RECORDS FOR THIS TASK.

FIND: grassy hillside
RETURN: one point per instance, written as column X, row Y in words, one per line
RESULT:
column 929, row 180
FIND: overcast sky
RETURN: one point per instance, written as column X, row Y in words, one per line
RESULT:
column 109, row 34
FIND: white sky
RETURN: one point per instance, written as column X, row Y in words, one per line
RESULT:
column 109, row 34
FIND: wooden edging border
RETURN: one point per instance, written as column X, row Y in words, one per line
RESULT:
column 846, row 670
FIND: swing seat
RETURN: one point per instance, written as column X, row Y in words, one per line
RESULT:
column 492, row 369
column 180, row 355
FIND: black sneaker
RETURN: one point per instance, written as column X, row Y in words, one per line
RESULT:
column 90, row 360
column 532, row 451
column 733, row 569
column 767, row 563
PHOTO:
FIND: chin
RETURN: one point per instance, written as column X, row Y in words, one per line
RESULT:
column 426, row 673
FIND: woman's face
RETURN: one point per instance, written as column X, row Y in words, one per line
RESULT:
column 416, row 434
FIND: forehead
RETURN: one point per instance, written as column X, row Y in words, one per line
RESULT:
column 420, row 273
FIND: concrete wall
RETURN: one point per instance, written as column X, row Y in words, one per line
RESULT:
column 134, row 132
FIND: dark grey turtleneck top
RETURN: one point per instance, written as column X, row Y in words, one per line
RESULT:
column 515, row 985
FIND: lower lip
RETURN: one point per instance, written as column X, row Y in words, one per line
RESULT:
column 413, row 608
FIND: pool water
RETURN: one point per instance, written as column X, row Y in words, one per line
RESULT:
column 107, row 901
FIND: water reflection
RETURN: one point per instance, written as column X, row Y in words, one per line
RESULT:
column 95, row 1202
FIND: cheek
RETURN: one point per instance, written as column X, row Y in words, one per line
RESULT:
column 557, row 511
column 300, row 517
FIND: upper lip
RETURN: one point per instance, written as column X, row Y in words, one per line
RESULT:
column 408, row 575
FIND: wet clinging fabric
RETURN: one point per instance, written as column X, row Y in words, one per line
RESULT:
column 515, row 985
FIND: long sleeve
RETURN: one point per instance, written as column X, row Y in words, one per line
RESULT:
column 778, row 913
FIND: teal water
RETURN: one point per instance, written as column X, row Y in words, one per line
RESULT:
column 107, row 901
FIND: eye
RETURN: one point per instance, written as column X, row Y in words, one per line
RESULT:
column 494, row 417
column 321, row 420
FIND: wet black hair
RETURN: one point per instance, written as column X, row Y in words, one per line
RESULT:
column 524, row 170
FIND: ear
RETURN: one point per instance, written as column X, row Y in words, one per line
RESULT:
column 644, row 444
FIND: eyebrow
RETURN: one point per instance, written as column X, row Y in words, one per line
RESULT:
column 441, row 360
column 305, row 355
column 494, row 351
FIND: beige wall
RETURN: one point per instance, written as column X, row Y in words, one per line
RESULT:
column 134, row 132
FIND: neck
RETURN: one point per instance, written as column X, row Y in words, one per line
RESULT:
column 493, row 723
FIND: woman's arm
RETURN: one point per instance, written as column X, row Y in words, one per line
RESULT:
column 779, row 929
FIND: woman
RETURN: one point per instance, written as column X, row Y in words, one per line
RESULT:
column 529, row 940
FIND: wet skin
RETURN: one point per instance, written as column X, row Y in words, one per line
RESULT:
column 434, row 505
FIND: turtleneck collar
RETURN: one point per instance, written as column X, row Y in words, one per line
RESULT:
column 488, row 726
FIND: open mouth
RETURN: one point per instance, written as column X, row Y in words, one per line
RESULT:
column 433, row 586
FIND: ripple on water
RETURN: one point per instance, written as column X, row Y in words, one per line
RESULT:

WORK TO BE COMPLETED. Send back each record exactly, and include them all.

RESULT.
FIND: grassy hillside
RETURN: one point per instance, written as column X, row Y in words, one per line
RESULT:
column 929, row 180
FIND: overcast sky
RETURN: one point per instance, written as column X, row Y in words, one per line
RESULT:
column 109, row 34
FIND: white sky
RETURN: one point per instance, written as column X, row Y in words, one per line
RESULT:
column 109, row 34
FIND: wooden edging border
RETURN: one point per instance, written as column X, row Y in words, one per line
RESULT:
column 846, row 670
FIND: swing seat
RETURN: one point per instance, written as column X, row Y in words, one per line
RESULT:
column 492, row 369
column 180, row 355
FIND: black sneaker
RETURN: one point per instance, written as column X, row Y in words, one per line
RESULT:
column 90, row 360
column 532, row 451
column 733, row 569
column 767, row 563
PHOTO:
FIND: chin
RETURN: one point per instance, written as column X, row Y in words, one per line
RESULT:
column 426, row 673
FIND: woman's face
RETURN: one point per instance, written as column X, row Y in words, one per line
RESULT:
column 416, row 434
FIND: forehead
RETURN: one point per instance, written as column X, row Y in words, one per line
RESULT:
column 420, row 273
FIND: concrete wall
RETURN: one point per instance, written as column X, row Y in words, one per line
RESULT:
column 134, row 132
FIND: dark grey turtleneck top
RETURN: one point per instance, written as column X, row Y in words, one per line
RESULT:
column 515, row 985
FIND: lower lip
RETURN: one point per instance, written as column X, row Y in words, one per line
RESULT:
column 413, row 608
FIND: pool water
RETURN: one point per instance, written as column X, row Y in words, one per line
RESULT:
column 107, row 901
FIND: water reflection
RETURN: one point per instance, written as column X, row Y in words, one per line
RESULT:
column 95, row 1202
FIND: cheek
RETURN: one point per instance, written as column X, row Y in words, one per line
RESULT:
column 557, row 511
column 300, row 517
FIND: upper lip
RETURN: one point per instance, written as column X, row Y in words, one per line
RESULT:
column 408, row 575
FIND: wet clinging fabric
RETURN: one point per instance, written as column X, row Y in words, one per line
RESULT:
column 515, row 985
FIND: long sleeve
RETURN: one point per instance, written as column X, row Y in words, one per line
RESULT:
column 778, row 913
FIND: teal water
RETURN: one point per instance, written as column X, row Y in words, one per line
RESULT:
column 107, row 901
FIND: eye
RETURN: one point per instance, written as column X, row Y in words, one per line
RESULT:
column 494, row 417
column 321, row 420
FIND: wet black hair
RETURN: one point per instance, written as column X, row Y in words, one per line
RESULT:
column 524, row 170
FIND: ear
RETURN: one point per instance, written as column X, row Y in words, one per line
RESULT:
column 644, row 444
FIND: eyebrow
RETURN: one point per instance, written as column X, row Y in words, one per line
RESULT:
column 441, row 360
column 305, row 355
column 494, row 351
FIND: beige wall
RETURN: one point per instance, written as column X, row Y in words, one per line
RESULT:
column 134, row 132
FIND: neck
RETURN: one point per instance, written as column X, row Y in words, one per line
RESULT:
column 493, row 723
FIND: woman's arm
RETURN: one point per instance, written as column X, row Y in words, one per line
RESULT:
column 779, row 929
FIND: woman
RETURN: one point per instance, written as column X, row Y in words, one per line
RESULT:
column 529, row 940
FIND: wet skin
RETURN: one point per instance, written as column X, row Y in words, one per line
RESULT:
column 434, row 505
FIND: turtleneck collar
RETURN: one point per instance, written as column X, row Y in words, one per line
RESULT:
column 488, row 726
FIND: open mouth
RETURN: one point per instance, written as column X, row Y in words, one per line
RESULT:
column 433, row 586
FIND: ripple on water
RETURN: one point per instance, written as column X, row Y in words, one per line
RESULT:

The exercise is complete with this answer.